— What is asked —
(1) In the article on the Pell appeal, write out the passage from "Much has been" up to and including "in his favor.", word for word.
(2) According to the article on the Pell appeal, which judge dissented from the ruling against Cardinal Pell?

— Page —
★ ★ ★

Much has been written about the two to one decision against him by the Victorian High Court and the remarkable contrast between the reasoning of the two Appeal Court judges who ruled against Cardinal Pell and that of the judge who ruled in his favor.

As the dissenting judge, Mark Weinberg, stated: “An unusual feature of the case was that it depended entirely upon the complainant being accepted, beyond reasonable doubt, as a credible and reliable witness. Yet the jury were invited to accept his evidence, without there being any independent support for it” (n. 410).

Judge Weinberg found the claimant’s testimony unconvincing, while Chief Justice Anne Ferguson and Judge Chris Maxwell found it sufficiently compelling to reject the Cardinal’s appeal.

Yet the reasons they give for finding it compelling are anything but compelling. In this article I want to note the astonishing weaknesses in their case.

One reason they give is this: “There was knowledge that he [the complainant, called A, as his identity has been kept secret] possessed which he could not have come by unless he was telling the truth”(p.14). This was the knowledge he had of the layout and furnishings of the sacristy where the alleged offences occurred. The year of the alleged offences was 1996, and the sacristy was extensively remodeled after that date.

★ ★ ★

— Data rows —
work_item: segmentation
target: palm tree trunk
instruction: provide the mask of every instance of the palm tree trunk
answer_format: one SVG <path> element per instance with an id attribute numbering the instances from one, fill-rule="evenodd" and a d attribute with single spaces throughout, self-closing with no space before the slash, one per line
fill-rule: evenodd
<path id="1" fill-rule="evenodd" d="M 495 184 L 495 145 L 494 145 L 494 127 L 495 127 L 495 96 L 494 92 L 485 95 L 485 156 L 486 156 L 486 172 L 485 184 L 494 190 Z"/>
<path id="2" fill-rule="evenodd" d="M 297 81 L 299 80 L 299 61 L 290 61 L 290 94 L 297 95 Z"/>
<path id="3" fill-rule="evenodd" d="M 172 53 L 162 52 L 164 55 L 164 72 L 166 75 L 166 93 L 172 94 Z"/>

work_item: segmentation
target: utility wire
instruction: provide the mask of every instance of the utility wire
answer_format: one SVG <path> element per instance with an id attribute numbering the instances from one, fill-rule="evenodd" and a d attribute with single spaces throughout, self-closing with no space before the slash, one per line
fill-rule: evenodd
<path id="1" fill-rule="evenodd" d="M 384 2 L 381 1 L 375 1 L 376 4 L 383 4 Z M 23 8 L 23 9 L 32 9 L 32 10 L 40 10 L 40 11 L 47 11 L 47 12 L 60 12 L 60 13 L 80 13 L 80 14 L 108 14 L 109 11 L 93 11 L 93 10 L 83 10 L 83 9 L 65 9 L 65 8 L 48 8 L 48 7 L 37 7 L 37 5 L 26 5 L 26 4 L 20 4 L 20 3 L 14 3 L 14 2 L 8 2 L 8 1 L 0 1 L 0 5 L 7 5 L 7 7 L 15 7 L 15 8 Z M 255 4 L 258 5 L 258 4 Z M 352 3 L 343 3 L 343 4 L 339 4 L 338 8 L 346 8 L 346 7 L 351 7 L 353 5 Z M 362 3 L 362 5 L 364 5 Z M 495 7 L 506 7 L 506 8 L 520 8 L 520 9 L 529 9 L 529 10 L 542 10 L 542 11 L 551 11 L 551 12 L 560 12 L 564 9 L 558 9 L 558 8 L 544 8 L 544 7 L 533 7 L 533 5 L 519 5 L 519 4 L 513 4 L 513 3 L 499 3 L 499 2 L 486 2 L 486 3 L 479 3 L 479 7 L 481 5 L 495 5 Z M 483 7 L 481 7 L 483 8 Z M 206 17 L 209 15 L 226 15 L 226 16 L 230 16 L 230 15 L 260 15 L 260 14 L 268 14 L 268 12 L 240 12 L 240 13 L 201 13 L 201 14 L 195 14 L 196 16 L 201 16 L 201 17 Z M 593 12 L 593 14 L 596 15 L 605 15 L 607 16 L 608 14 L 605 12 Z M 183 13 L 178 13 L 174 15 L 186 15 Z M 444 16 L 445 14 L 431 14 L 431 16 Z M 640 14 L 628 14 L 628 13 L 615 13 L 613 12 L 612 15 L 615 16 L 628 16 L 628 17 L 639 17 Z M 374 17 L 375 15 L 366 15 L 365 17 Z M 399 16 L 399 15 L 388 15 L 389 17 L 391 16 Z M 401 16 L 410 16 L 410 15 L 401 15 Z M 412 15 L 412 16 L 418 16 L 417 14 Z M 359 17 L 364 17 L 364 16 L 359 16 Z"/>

★ ★ ★

— Task answers —
(1)
Much has been written about the two to one decision against him by the Victorian High Court and the remarkable contrast between the reasoning of the two Appeal Court judges who ruled against Cardinal Pell and that of the judge who ruled in his favor.

(2) Mark Weinberg